- [GETOONDE TEKST]:

= = = = = = =

Gejammer dus op de renbaan, want de gokkers financieren de sport. Doordat zij minder geld inzetten, dalen de inkomsten van de koersmaatschappijen, en die moeten dan weer besparen op het prijzengeld. Aangespannen dravers liepen op 21 april ’s avonds in Kuurne voor samen 69.000 frank, 30.000 frank voor de winnaar, 3.000 frank voor de vijfde en de zesde kwam voor de lol over de streep. Dat is veel te weinig, zeggen de kenners, het zou minstens om 200.000 frank moeten gaan.

De belastinginspecteurs zaten vroeger de West-Vlaamse draversdynastieën op de kop. Nu durven ze uit medelijden niet meer te komen. Een draverspaard dat vijf koersen wint in een jaar heeft zijn best gedaan. Maar zelfs dan heeft het hooguit 150.000 frank verdiend, terwijl het zijn eigenaar tenminste 100.000 frank heeft gekost. Wie de draverij als een hobby ziet, houdt het wel vol, maar voor de professionals is het kantje boordje. Sport zonder geld redt het niet.

= = = = = = =

- [OPDRACHT]:
Bewerk het deel van de tekst over de draverij dat opent met "De belastinginspecteurs zaten" en sluit met "redt het niet.". Geef het opnieuw met "paard" in plaats van "draverspaard".

- [GETOOND MATERIAAL]:
= = = = = = =

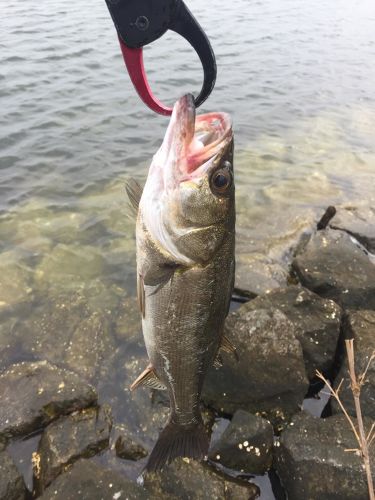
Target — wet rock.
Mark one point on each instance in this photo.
(359, 222)
(316, 322)
(142, 412)
(246, 444)
(83, 338)
(12, 486)
(35, 394)
(80, 435)
(69, 266)
(129, 448)
(270, 377)
(88, 481)
(336, 267)
(312, 462)
(263, 264)
(359, 325)
(187, 479)
(15, 280)
(257, 274)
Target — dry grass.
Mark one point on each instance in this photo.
(364, 440)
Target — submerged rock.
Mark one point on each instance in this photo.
(359, 325)
(316, 322)
(263, 264)
(15, 280)
(186, 479)
(359, 222)
(311, 460)
(269, 378)
(80, 435)
(35, 394)
(246, 444)
(69, 266)
(12, 486)
(66, 331)
(257, 274)
(86, 480)
(129, 448)
(336, 267)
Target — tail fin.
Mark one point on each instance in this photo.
(178, 441)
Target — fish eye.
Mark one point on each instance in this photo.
(221, 180)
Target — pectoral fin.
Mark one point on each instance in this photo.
(148, 378)
(134, 192)
(226, 346)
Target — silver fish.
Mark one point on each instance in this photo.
(185, 268)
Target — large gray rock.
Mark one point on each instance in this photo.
(190, 480)
(80, 435)
(312, 462)
(12, 486)
(270, 377)
(245, 445)
(88, 481)
(35, 394)
(263, 262)
(359, 325)
(359, 222)
(316, 322)
(336, 267)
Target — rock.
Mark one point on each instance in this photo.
(246, 444)
(312, 463)
(12, 486)
(257, 274)
(336, 267)
(269, 377)
(15, 280)
(80, 435)
(83, 339)
(69, 266)
(35, 394)
(129, 448)
(316, 321)
(359, 325)
(359, 222)
(88, 481)
(142, 412)
(263, 261)
(186, 479)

= = = = = = =

- [ANTWOORDVAK]:
De belastinginspecteurs zaten vroeger de West-Vlaamse draversdynastieën op de kop. Nu durven ze uit medelijden niet meer te komen. Een paard dat vijf koersen wint in een jaar heeft zijn best gedaan. Maar zelfs dan heeft het hooguit 150.000 frank verdiend, terwijl het zijn eigenaar tenminste 100.000 frank heeft gekost. Wie de draverij als een hobby ziet, houdt het wel vol, maar voor de professionals is het kantje boordje. Sport zonder geld redt het niet.